**TASK REQUIREMENTS:** Pictures stay out; everything else in the records below is to be repeated exactly.

**DATA SECTION:**

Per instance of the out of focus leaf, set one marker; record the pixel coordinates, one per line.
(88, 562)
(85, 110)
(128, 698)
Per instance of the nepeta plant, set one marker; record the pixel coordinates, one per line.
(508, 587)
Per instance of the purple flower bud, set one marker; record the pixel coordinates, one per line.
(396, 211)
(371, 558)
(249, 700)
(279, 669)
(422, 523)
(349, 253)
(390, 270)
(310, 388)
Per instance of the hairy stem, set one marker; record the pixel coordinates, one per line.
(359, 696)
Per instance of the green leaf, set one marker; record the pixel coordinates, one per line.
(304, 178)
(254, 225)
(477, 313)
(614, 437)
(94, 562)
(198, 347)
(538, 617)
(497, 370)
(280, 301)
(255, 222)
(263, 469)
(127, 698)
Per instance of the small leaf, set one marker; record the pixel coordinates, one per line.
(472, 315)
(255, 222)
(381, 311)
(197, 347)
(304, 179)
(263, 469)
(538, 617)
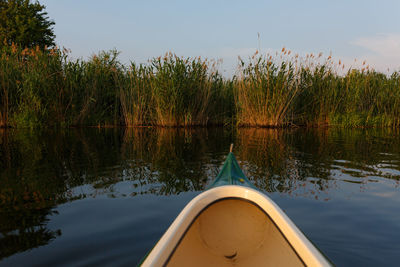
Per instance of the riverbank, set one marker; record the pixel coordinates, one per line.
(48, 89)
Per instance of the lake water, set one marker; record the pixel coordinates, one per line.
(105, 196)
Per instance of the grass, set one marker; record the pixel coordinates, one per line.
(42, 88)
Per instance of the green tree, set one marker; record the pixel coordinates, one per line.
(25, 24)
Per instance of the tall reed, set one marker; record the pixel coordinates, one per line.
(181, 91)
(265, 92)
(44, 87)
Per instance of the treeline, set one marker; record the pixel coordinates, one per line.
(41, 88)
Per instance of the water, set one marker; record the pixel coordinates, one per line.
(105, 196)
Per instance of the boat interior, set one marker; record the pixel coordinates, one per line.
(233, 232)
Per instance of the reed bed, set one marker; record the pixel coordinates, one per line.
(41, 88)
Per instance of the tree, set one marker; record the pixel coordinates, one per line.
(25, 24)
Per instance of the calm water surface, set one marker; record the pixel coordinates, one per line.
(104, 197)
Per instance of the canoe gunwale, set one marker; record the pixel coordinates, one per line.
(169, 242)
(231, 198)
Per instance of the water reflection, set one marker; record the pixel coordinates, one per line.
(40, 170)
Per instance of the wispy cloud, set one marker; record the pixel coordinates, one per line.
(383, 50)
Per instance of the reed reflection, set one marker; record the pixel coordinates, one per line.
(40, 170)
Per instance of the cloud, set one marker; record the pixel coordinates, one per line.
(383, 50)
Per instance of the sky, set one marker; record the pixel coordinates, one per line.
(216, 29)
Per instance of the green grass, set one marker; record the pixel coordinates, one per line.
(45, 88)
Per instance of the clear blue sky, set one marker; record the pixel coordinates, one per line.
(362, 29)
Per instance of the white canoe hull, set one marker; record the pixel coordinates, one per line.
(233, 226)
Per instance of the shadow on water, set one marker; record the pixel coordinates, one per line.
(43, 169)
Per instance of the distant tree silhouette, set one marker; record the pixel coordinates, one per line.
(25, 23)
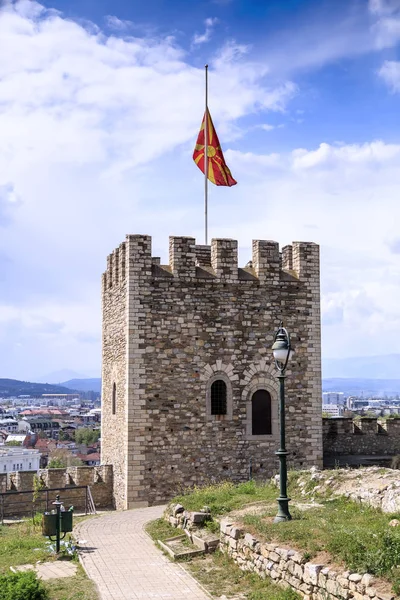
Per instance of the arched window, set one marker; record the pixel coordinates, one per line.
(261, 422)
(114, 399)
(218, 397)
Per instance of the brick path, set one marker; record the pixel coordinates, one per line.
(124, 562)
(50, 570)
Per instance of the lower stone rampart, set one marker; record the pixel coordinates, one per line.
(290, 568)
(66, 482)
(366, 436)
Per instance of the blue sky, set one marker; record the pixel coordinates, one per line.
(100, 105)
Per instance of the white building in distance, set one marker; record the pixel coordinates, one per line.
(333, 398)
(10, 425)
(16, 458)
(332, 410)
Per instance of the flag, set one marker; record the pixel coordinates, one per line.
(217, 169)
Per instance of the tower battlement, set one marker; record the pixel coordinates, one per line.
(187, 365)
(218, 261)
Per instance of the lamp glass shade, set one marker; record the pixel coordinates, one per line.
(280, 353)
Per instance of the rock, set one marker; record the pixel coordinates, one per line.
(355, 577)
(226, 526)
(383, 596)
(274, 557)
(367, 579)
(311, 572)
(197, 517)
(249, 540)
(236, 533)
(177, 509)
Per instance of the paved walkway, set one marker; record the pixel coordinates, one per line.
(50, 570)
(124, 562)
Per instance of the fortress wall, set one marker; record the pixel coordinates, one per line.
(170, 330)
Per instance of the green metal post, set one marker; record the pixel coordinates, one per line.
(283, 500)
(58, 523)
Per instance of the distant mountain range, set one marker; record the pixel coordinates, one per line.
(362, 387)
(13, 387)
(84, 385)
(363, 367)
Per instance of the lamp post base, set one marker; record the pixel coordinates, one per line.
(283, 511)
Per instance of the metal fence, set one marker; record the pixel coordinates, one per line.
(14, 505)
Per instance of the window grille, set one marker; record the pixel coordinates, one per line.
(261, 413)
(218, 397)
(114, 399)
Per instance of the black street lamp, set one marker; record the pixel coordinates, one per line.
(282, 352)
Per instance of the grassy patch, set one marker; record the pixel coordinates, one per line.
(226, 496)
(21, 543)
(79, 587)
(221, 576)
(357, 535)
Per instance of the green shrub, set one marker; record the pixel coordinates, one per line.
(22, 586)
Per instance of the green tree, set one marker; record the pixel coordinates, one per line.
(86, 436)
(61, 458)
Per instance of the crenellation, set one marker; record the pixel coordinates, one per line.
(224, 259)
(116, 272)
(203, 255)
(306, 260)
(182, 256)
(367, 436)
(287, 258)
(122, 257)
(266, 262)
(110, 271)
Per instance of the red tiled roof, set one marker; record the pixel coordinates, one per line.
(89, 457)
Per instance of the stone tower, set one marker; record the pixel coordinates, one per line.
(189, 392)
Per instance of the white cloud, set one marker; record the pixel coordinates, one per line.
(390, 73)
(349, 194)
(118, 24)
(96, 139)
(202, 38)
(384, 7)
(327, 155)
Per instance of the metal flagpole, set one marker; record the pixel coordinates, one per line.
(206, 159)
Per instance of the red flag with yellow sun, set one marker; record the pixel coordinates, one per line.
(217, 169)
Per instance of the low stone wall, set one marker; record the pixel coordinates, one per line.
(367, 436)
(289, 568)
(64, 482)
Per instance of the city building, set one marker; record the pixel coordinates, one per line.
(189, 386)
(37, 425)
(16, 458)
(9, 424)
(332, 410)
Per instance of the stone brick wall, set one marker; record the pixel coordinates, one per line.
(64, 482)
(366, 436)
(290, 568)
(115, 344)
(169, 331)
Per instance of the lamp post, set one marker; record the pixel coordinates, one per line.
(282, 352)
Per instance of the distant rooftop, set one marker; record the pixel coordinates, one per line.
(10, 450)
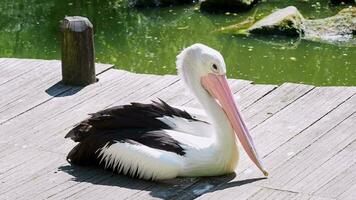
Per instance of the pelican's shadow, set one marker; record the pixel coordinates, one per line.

**RESPONSE BELOW:**
Per instance of the out of focus leaf, set one marker; record the pixel coordinates, one per line.
(88, 562)
(85, 110)
(128, 698)
Per instance of the nepeta plant, set one marker; record the pixel coordinates, one per line.
(508, 587)
Per instance of the purple flower bud, set one marker; record the pixel coordinates, one per line.
(396, 211)
(371, 558)
(249, 700)
(279, 669)
(422, 523)
(349, 253)
(390, 270)
(310, 388)
Per instance of the hairy stem, set one marker; record the pixel coordinates, one per line.
(359, 696)
Per instance of the green leaf, set one marker; record the pixel coordinates, one per line.
(304, 178)
(254, 225)
(477, 313)
(614, 437)
(94, 562)
(198, 347)
(538, 617)
(497, 370)
(280, 301)
(255, 222)
(263, 469)
(127, 698)
Per instance of the small leaf, set one marker; record the pixel coordinates, one per line.
(472, 315)
(255, 222)
(381, 311)
(197, 347)
(304, 179)
(263, 469)
(538, 617)
Per instance of the riverbank, set one marker; record the pixel coordinates, one per line.
(48, 89)
Per instance of the lake water, set one marker; record the pixel coordinates, one per line.
(105, 196)
Per instance of the grass, set one marker; record the pixel coordinates, one per line.
(42, 88)
Per instance of the green tree, set one marker; record the pixel coordinates, one per line.
(25, 24)
Per instance of the tall reed, set one marker; record the pixel coordinates, one per line.
(181, 91)
(265, 92)
(44, 87)
Per instance of the treeline, set one marker; record the pixel coordinates, one per line.
(41, 88)
Per instance of the water, set one marker; record the pixel coordinates, one per line.
(105, 196)
Per instance of the boat interior, set one marker; record the pixel coordinates, one per line.
(233, 232)
Per instance of the reed bed, set one marker; record the pixel coordinates, one per line.
(41, 88)
Per instance of the tree, set one marker; record the pixel coordinates, one per line.
(25, 24)
Per instance of the calm water surface, set one marker; record the pixel coordinates, one per line.
(104, 197)
Per instance of the canoe gunwale, set one marker; record the pixel coordinates, one per line.
(169, 242)
(231, 198)
Per instance of the water reflection, set one marker; record the pixel coordinates, one per line.
(40, 170)
Per instance of the wispy cloud, set one marker; record the pixel coordinates, one per line.
(383, 50)
Per instance of the reed reflection, set one marker; record the pixel coordinates, one per line.
(40, 170)
Per instance of the cloud, set one marker; record the pixel coordinates, one per line.
(383, 50)
Per instance of the sky, set one marker; record the pixel coordinates, one per line.
(216, 29)
Per instance of the green grass, set one marker; record the pixel coordinates, one per line.
(45, 88)
Per instance of the clear blue sky, set one marker; record the pixel coordinates, one per line.
(362, 29)
Per instance of the white canoe hull, set one marker; record the pixel coordinates, one per line.
(233, 226)
Per instance of the shadow on water, set one marker; record the pixel coordinates, one per line.
(43, 169)
Per instance of the distant tree silhouette, set one marker; record the pixel coordinates, one per line.
(25, 23)
Per instance of the arched window, set one marker; record the pixel coordinates, one per line.
(261, 422)
(114, 399)
(218, 397)
Per instance of the brick path, set one marker; record the pixel coordinates, one per line.
(124, 562)
(50, 570)
Per instance of the lower stone rampart, set one marker; record the pixel coordinates, one per line.
(290, 568)
(66, 482)
(366, 436)
Per instance of the blue sky, set one marker; record the pixel coordinates, one per line.
(100, 105)
Per instance of the white building in distance, set one marker; record the pixel coordinates, one per line.
(333, 398)
(10, 425)
(16, 458)
(332, 410)
Per instance of the flag, set one marker; record the pixel coordinates, one per line.
(217, 169)
Per instance of the tower battlement, set one marker; record the pixel coordinates, one per line.
(187, 365)
(218, 261)
Per instance of the lamp glass shade, set one marker; record the pixel coordinates, one per line.
(280, 353)
Per instance of the rock, set one marker; record the pixel coordinates, one per line.
(355, 577)
(226, 526)
(383, 596)
(274, 557)
(367, 579)
(311, 572)
(197, 517)
(249, 540)
(236, 533)
(177, 509)
Per instance of the paved walkway, set one marker; record the pixel coordinates, one per line.
(50, 570)
(124, 562)
Per instance of the fortress wall, set one marker; record the pixel coordinates, one per line.
(170, 330)
Per instance of the green metal post, set one marker; record the pixel coordinates, one per line.
(283, 500)
(58, 523)
Per instance of the distant mountain range, set one marker; record the pixel coordinates, one per line.
(362, 387)
(13, 387)
(84, 385)
(363, 367)
Per instance of the lamp post base, set one marker; record the pixel coordinates, one per line.
(283, 511)
Per instance of the metal fence, set one marker; record the pixel coordinates, one per line.
(14, 505)
Per instance of the window grille, set one marker; record the pixel coordinates, one per line.
(261, 413)
(218, 397)
(114, 399)
Per instance of the black street lamp, set one marker; record the pixel coordinates, one per line.
(282, 352)
Per instance of the grassy patch, set one marker; record the pixel coordinates, one per line.
(226, 496)
(21, 543)
(79, 587)
(221, 576)
(357, 535)
Per instance of the green shrub, set one marker; record the pixel coordinates, one per line.
(22, 586)
Per instance of the green tree, set one marker; record the pixel coordinates, one per line.
(86, 436)
(61, 458)
Per instance of the crenellation, set one marker; record the pixel coordinates, one per line.
(224, 259)
(116, 272)
(203, 255)
(306, 260)
(182, 256)
(367, 436)
(287, 258)
(122, 257)
(266, 262)
(110, 271)
Per instance of the red tiled roof, set one marker; record the pixel coordinates, one per line.
(89, 457)
Per instance of the stone tower, set one marker; record the pixel coordinates, one per line.
(189, 392)
Per instance of the white cloud, set one marker; record the pixel coordinates, one per line.
(390, 73)
(349, 194)
(118, 24)
(96, 139)
(202, 38)
(384, 7)
(327, 155)
Per instance of the metal flagpole, set one marker; record the pixel coordinates, one per line.
(206, 159)
Per instance of the red flag with yellow sun, set one marker; record the pixel coordinates, one per line.
(217, 169)
Per instance of the low stone wall, set one marker; record the pixel coordinates, one per line.
(367, 436)
(289, 568)
(64, 482)
Per instance of the city building, set one marker; record the pixel coordinates, one per line.
(189, 386)
(37, 425)
(16, 458)
(9, 424)
(332, 410)
Per instance of the stone brick wall, set one marker; record the pixel coordinates, one per line.
(64, 482)
(366, 436)
(290, 568)
(115, 344)
(169, 331)
Per instance of the lamp post, set one marker; record the pixel coordinates, one per line.
(282, 352)
Per instance of the distant rooftop, set one marker; record the pixel coordinates, one per line.
(10, 450)
Per instance of the pelican's shadow, set one marker; record the pixel coordinates, one per line.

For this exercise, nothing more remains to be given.